- **What is expected**:
Write out all the lines below again, requests included, decreasing every point coordinate in the answers by 72. Leave the pictures out.

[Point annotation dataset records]
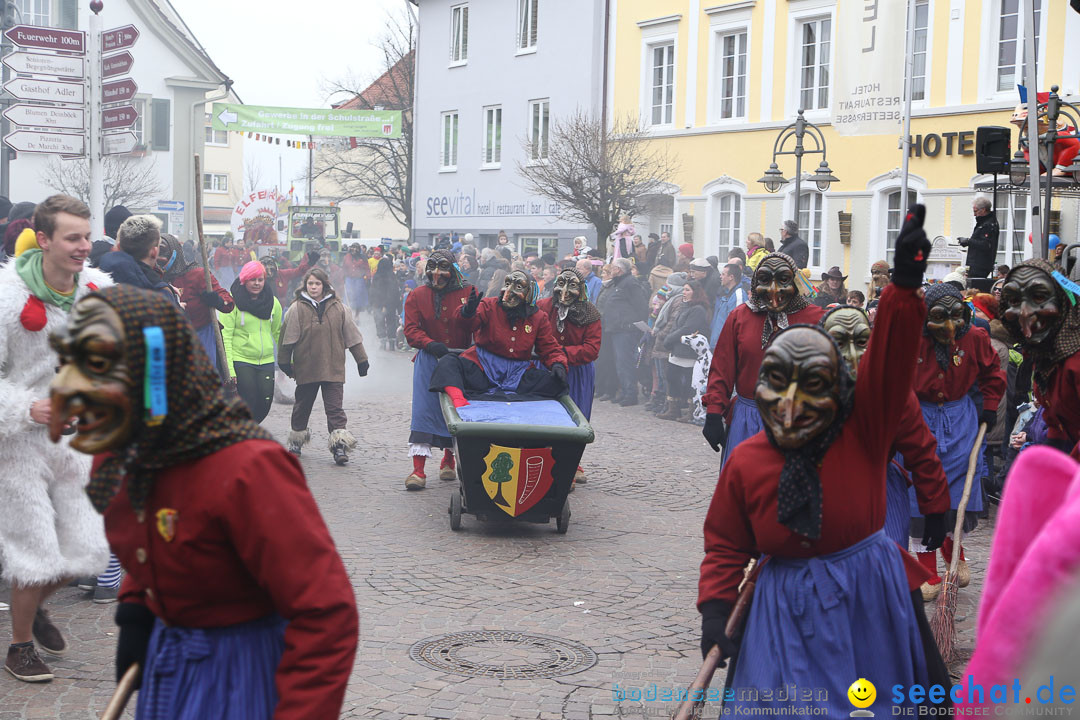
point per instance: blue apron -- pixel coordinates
(955, 425)
(745, 422)
(820, 624)
(582, 382)
(427, 412)
(212, 674)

- **Exercise response**:
point per instance: blue apron -- pixel coordinates
(883, 353)
(673, 350)
(748, 552)
(510, 310)
(355, 340)
(140, 602)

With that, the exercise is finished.